Start of PROVIDED TEXT

Why leave Octopress for Ghost?

More than one person has e-mailed me in the past few months asking why I switched away from Octopress—which I was initially so excited about!—to Ghost. Octopress, after all, has a lot of attractive qualities—it can live on Github (though I’ve never bothered with that functionality); you can write blog posts in vim; it uses static pages rather than requiring PHP or Node or something running behind the scenes to generate stuff.

After a year of semi-regular blogging with Octopress, though, I was just kind of…bored with it. The official Octopress blog hasn’t received an update since July 2011, only a few months before I actually started using Octopress myself. Blogging with vim and banging out a static site and pushing it via rsync was cool, but ultimately it just wasn’t as convenient as I’d wanted it to be, and the longer I went between blog entries, the more of Octopress/Jekyll’s liquid tags I’d have to go look up again.

And so…Ghost.

The bad

Ghost, unfortunately, lacks a lot of basic blogging functionality. It’s certainly got a whiz-bang composition interface, but the default theme the developers bundle heavily mimics Medium.com, with all the terrible interface conventions that site uses (including the cancer of GIGANTIC HALF-PAGE FEATURE IMAGES, which are just yecch). Theming Ghost is relatively easy, which is great, but there are currently no tools for basic image management in posts—if you want anything other than a left-aligned image, you need to define a class and insert the image with HTML instead of Markup.

This is the Ghost real-time text editor. It’s nice, but it’s not amazing.

Variable-length excerpts are also missing. Ghost let you stick a “Read more…” tag in your blog entry to demarcate what part of it would be on your blog’s index page, but making Ghost use anything other than “X words” or “Y characters” is a pain in the ass.

The most glaring omission, of course, is the dashboard. That fancy graph-studded dashboard that featured so prominently in Ghost’s Kickstarter and launch marketing is still nowhere to be seen, and images of it have vanished from the Ghost blog homepage. It’s not a feature I particularly care about—Piwik does the job just fine for all the Bigdinosaur.org sites, including this one—but it ain’t there.

End of PROVIDED TEXT

_YOUR INSTRUCTIONS:_
Please continue the post on leaving Octopress for Ghost from the point where it stops. The data that comes after the post on leaving Octopress for Ghost isn't needed.

Start of PROVIDED DATA

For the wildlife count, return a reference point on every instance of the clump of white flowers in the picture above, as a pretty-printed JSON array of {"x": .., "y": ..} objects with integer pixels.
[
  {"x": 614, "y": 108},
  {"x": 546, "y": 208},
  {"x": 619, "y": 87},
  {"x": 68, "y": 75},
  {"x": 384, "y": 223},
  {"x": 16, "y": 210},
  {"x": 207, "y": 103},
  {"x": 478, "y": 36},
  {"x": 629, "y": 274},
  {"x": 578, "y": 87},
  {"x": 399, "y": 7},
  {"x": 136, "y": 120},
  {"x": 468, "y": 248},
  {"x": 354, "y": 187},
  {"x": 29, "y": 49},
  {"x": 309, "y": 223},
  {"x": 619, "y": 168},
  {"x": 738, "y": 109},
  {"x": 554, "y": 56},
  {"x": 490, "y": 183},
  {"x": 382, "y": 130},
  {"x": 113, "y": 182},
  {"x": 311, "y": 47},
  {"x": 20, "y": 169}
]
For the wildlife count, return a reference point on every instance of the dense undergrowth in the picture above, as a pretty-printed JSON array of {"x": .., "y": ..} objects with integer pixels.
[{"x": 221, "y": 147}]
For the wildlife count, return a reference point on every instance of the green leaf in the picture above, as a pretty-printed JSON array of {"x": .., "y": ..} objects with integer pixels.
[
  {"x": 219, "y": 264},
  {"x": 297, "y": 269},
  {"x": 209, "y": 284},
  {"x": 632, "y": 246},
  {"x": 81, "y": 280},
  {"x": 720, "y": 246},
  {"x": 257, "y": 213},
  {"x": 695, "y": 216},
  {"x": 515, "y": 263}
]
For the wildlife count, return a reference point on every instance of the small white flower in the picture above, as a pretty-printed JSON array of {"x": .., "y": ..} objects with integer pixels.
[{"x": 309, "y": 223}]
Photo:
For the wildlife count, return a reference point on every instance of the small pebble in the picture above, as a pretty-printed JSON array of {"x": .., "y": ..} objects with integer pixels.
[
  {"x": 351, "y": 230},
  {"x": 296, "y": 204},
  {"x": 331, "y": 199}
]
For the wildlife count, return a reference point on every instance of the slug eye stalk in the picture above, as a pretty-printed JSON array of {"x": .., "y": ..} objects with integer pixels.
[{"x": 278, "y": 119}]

End of PROVIDED DATA

_YOUR RESPONSE:_
While we’re at it, Ghost is a massive pain in the ass to upgrade if you’re using a customized theme. If you’re sticking with the default “Casper,” the upgrade process only involves copying some files; if you’ve customized the theme at all, then it’s up to you to figure out how to bolt your customizations onto the default theme each time the Ghost folks release an upgrade.

The good

But there are positives, and they more than outweigh the negatives. For one, Ghost isn’t Wordpress. I use Wordpress at work—Ars Technica runs on Wordpress, after all!—but for a tiny personal blog it’s just massive overkill.

That’s a pretty weak positive, I know, but there are more. Ghost is very cache friendly, too—in spite of its dynamic nature, Varnish has no problem hanging onto full cached pages, meaning the site is typically served entirely out of cache to anyone who comes calling. Of course, Octopress did this, too, since it was simply a collection of static files.

I like the fact that Ghost runs on Node.js—it’s new and flashy and not PHP. It means that the Ghost app is neat and responsive and has a cool administrative interface (at least once Ghost grows up) that doesn’t rely on PHP.

Hm. Reading back on the positives, I’m not painting a really rosy picture—it sounds like Ghost is a feature-starved half-programmed wreck of an application that’s a pain in the ass to upgrade. And I suppose that’s true.